WHAT TO PRODUCE: Please copy the whole listing below word for word, leaving out the pictures.

──────── DATA FOR THE TASK ────────

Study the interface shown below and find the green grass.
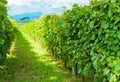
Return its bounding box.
[0,33,78,82]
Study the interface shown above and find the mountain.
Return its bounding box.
[12,12,43,20]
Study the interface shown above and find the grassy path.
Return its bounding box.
[0,33,77,82]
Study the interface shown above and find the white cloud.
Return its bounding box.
[8,0,89,15]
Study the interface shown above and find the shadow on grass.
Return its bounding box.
[1,32,70,82]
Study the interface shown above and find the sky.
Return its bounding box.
[8,0,89,16]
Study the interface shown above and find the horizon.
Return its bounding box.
[8,0,89,16]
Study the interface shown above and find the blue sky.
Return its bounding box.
[8,0,89,15]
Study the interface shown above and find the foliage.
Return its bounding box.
[0,0,16,65]
[23,0,120,82]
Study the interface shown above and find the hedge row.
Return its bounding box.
[0,0,16,65]
[23,0,120,82]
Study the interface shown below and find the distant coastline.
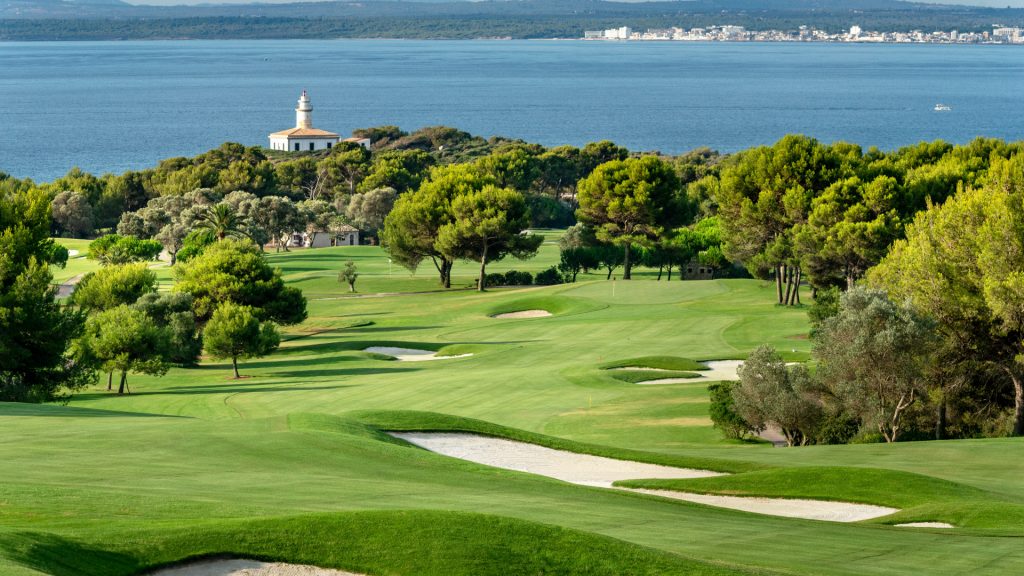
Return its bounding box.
[6,0,1024,43]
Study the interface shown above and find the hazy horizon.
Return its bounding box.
[125,0,1024,8]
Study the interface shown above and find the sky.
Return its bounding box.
[125,0,1024,8]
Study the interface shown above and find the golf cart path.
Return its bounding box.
[389,433,899,522]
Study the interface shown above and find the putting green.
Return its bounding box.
[8,245,1024,576]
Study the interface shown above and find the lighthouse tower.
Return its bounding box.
[270,90,338,152]
[295,90,313,128]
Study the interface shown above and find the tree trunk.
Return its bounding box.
[782,265,793,305]
[430,256,452,288]
[623,242,633,280]
[935,395,946,440]
[775,264,782,303]
[793,266,804,305]
[476,242,487,292]
[1010,371,1024,436]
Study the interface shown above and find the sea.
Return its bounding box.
[0,40,1024,181]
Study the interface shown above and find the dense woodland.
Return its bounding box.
[0,0,1024,40]
[0,126,1024,445]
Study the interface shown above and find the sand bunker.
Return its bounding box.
[632,488,899,522]
[389,433,899,522]
[893,522,955,528]
[615,360,743,386]
[390,433,722,488]
[492,310,551,320]
[362,346,473,362]
[151,560,359,576]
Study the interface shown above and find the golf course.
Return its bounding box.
[0,231,1024,576]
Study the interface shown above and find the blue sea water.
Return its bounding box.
[0,40,1024,180]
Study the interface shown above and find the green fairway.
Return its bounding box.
[6,242,1024,576]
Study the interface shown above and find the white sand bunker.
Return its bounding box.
[151,560,359,576]
[632,488,899,522]
[362,346,473,362]
[388,433,899,522]
[893,522,955,528]
[389,433,722,488]
[492,310,551,320]
[620,360,800,385]
[616,360,743,386]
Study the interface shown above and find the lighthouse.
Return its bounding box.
[270,90,338,152]
[295,90,313,128]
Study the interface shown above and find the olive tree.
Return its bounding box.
[814,287,936,442]
[203,301,281,378]
[437,184,544,292]
[577,156,680,280]
[732,345,822,446]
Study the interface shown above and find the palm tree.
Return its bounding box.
[197,203,244,241]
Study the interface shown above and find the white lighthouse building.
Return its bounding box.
[270,90,338,152]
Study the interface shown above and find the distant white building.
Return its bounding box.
[270,90,339,152]
[288,224,359,248]
[604,26,633,40]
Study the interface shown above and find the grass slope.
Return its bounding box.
[0,244,1024,576]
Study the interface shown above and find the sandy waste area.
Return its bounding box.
[390,433,899,522]
[492,310,551,320]
[615,360,743,385]
[151,560,360,576]
[893,522,955,528]
[362,346,473,362]
[390,433,722,488]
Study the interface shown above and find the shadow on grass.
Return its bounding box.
[0,532,140,576]
[234,352,366,368]
[341,326,444,334]
[0,403,182,418]
[278,368,419,381]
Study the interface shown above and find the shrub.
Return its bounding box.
[483,272,505,288]
[505,270,534,286]
[534,266,564,286]
[177,230,217,262]
[526,194,575,228]
[708,382,757,440]
[814,413,860,444]
[89,234,164,265]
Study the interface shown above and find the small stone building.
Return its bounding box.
[679,260,715,280]
[288,224,359,248]
[270,90,339,152]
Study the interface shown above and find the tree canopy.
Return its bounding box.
[174,239,306,325]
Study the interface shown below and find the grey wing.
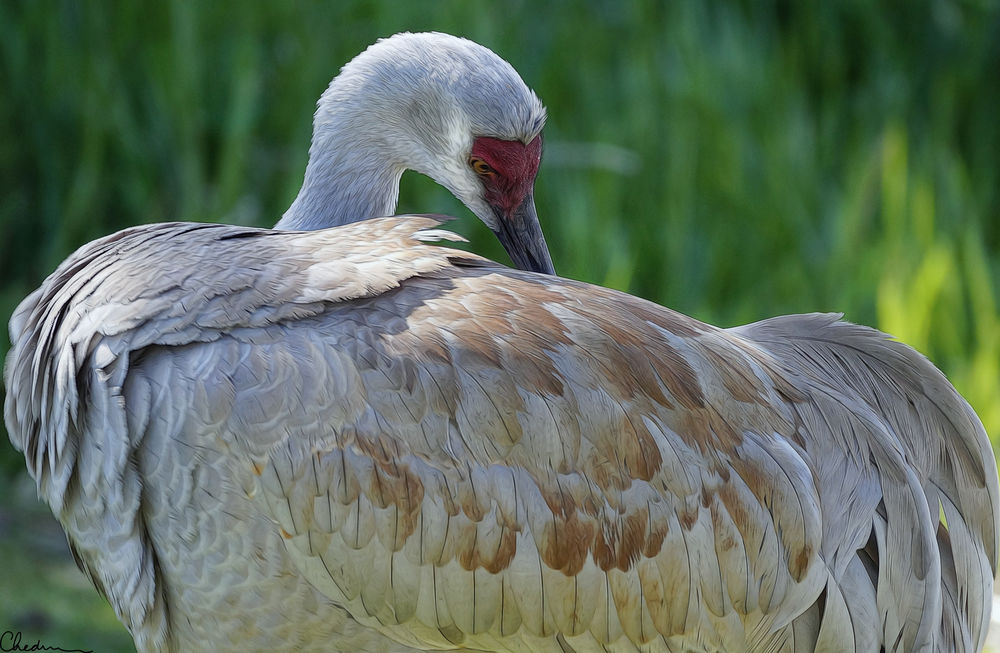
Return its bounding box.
[176,274,828,651]
[732,314,1000,651]
[4,218,473,650]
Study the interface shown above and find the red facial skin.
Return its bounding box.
[469,136,542,215]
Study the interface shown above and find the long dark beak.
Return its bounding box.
[493,193,556,274]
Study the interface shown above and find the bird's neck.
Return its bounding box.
[275,121,404,231]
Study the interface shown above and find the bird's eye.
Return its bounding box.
[469,157,496,177]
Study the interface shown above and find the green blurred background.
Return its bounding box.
[0,0,1000,651]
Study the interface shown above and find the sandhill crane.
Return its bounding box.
[5,37,998,652]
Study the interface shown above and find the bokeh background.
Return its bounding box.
[0,0,1000,651]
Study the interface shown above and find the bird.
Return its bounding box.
[5,216,998,652]
[275,32,555,274]
[4,31,1000,652]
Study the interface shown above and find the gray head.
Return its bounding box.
[277,33,553,273]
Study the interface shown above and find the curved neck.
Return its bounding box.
[275,116,404,231]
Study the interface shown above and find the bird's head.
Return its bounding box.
[296,33,554,274]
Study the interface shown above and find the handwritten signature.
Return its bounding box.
[0,630,94,653]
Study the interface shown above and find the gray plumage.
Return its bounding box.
[4,35,1000,652]
[5,218,998,652]
[277,33,545,231]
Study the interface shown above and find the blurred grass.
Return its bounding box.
[0,0,1000,650]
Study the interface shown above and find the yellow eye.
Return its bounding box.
[469,157,496,177]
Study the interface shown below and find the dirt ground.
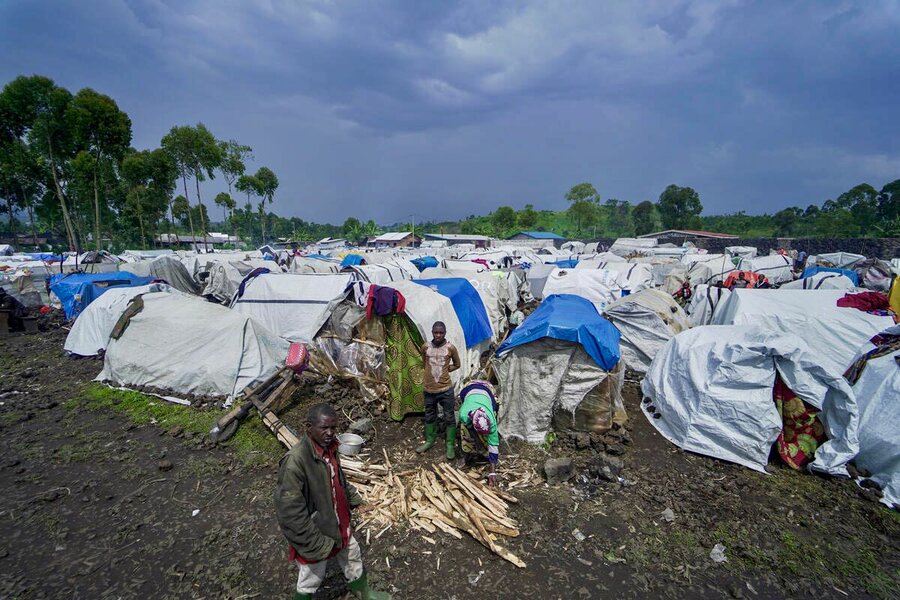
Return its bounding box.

────────

OUTPUT FOR THIS TASK:
Study the interface shown below and find the green grass.
Return its bounding box.
[0,33,78,82]
Study the interface shown above and find the mountain.
Return its bounding box.
[12,12,43,20]
Study the interface shown above and find the grassy path.
Return its bounding box.
[0,33,77,82]
Study the interface shown above and find the white cloud.
Return its bounding box.
[8,0,89,15]
Study the interface shown above and find the shadow on grass.
Return its bounding box.
[1,32,70,82]
Study the interface shown above and find the sky.
Return its bounding box.
[8,0,89,16]
Study the interface shown above and find the horizon.
Return its bounding box.
[8,0,89,16]
Study the interface shown above and find the blue sky.
Return its bounding box.
[8,0,89,15]
Study the interface shown above and find the foliage.
Return its bounding box.
[0,0,16,65]
[23,0,120,82]
Study the interface shown above and find the hedge row.
Return its bounding box.
[0,0,16,65]
[23,0,120,82]
Study the interface shown below and find the distant coastline.
Return its bounding box.
[6,0,1024,43]
Study the interface shown above and find the hazy horizon.
Return its bounding box.
[125,0,1024,8]
Study the interface shown above and find the sky.
Return its bounding box.
[125,0,1024,8]
Study the interface shown above and find the golf cart path.
Return its bounding box.
[389,433,899,522]
Study the interface shown above and find the putting green.
Return its bounding box.
[8,245,1024,576]
Study the interface shown above and find the lighthouse tower.
Return its bounding box.
[270,90,338,152]
[295,90,313,128]
Study the interface shown above and find the tree trunk.
Return its bounding box.
[782,265,793,305]
[430,256,452,288]
[623,242,633,280]
[935,395,946,440]
[775,264,782,303]
[793,266,804,305]
[476,242,487,292]
[1010,371,1024,436]
Study the interface shown above and find the sea.
Return its bounding box.
[0,40,1024,181]
Study the interface shown above and find the dense woodland.
Return its bounding box.
[0,0,1024,40]
[0,126,1024,445]
Study the interface shown above and find the sand bunker.
Return its bounding box.
[632,488,899,522]
[389,433,899,522]
[893,522,955,528]
[615,360,743,386]
[390,433,722,488]
[492,310,551,320]
[362,346,473,362]
[151,560,359,576]
Study the interface shown above and find the golf course.
Return its bounding box.
[0,231,1024,576]
Study the interface shown above and find the blue sea water.
Return its bounding box.
[0,40,1024,180]
Study the interface shown above and find the green fairway.
Return its bounding box.
[6,242,1024,576]
Study the interface shown above and find the white sand bunker.
Return its bounding box.
[151,560,359,576]
[632,488,899,522]
[362,346,473,362]
[388,433,899,522]
[893,522,955,528]
[389,433,722,488]
[492,310,551,320]
[620,360,800,385]
[616,360,743,386]
Study the interface shown above and find the lighthouse.
Return its bounding box.
[270,90,338,152]
[295,90,313,128]
Study the interface shown above and find the olive tree.
Return its bounding box.
[814,287,936,442]
[203,301,281,378]
[437,184,544,292]
[577,156,680,280]
[732,345,822,446]
Study the interface shown above and find the palm tree.
Return its bounding box.
[197,203,244,241]
Study the interface shown above and find the white lighthouse building.
Return its bounding box.
[270,90,338,152]
Study the interface shown above and find the distant white building.
Return its bounding box.
[270,90,339,152]
[288,224,359,248]
[604,26,633,40]
Study the interface shown above and find the grass slope.
Return its bounding box.
[0,244,1024,576]
Study the interface shown above and find the sandy waste area.
Return its bounding box.
[390,433,899,522]
[492,310,551,320]
[615,360,743,385]
[151,560,360,576]
[893,522,955,528]
[362,346,473,362]
[390,433,722,488]
Study the interface shown above and find the shadow on grass.
Return its bounding box.
[0,532,140,576]
[234,352,366,368]
[341,326,444,334]
[0,403,182,418]
[278,368,419,381]
Study the interface shown above and find the shrub.
Return its bounding box.
[483,272,505,288]
[505,270,534,286]
[534,266,564,286]
[177,230,217,262]
[526,194,575,228]
[708,382,757,440]
[814,413,860,444]
[89,234,164,265]
Study the interface shown above and find the small stone building.
Return its bounding box.
[679,260,715,280]
[288,224,359,248]
[270,90,339,152]
Study the interface shown above and find the tree canopy.
Return its bounding box.
[174,239,306,325]
Study the interface shown below and find the grey wing.
Return its bounding box.
[176,274,828,651]
[732,314,1000,651]
[4,218,473,650]
Study the interface shown above and find the red facial skin.
Return its bounding box.
[469,136,542,215]
Study the interface shown above and find the long dark beak.
Return its bounding box.
[493,193,556,274]
Study the interface shown above and find the bird's neck.
Return its bounding box.
[275,121,404,231]
Study the interface shown above and find the bird's eye.
Return its bounding box.
[469,157,496,177]
Study the interface shown above and find the green blurred background.
Return its bounding box.
[0,0,1000,651]
Study the interface shown above and find the sandhill crane.
Return its bounding box.
[5,37,998,652]
Study the interface shown above and find the bokeh background.
Return its bounding box.
[0,0,1000,651]
Study the interface shown above and find the bird.
Return its bounding box.
[5,216,998,652]
[275,32,555,274]
[4,31,1000,652]
Study the interface shown above and find the gray head.
Return its bounding box.
[277,33,553,273]
Study the interface shown above and find the curved neck.
Return its bounding box.
[275,116,404,231]
Study the interface shown above and find the bird's head.
Return its bounding box.
[296,33,554,274]
Study the interface shown above and find the handwritten signature.
Return its bounding box.
[0,630,94,653]
Study the interface shown above and find the gray plumage.
Return its bounding box.
[4,35,1000,652]
[5,218,998,652]
[277,33,545,231]
Study the interface shown above and find the blurred grass.
Return its bounding box.
[0,0,1000,650]
Study the interface shown above and find the yellow eye.
Return its bounding box.
[469,157,496,177]
Study the interface shown below and find the dirt ground.
Return its bounding box.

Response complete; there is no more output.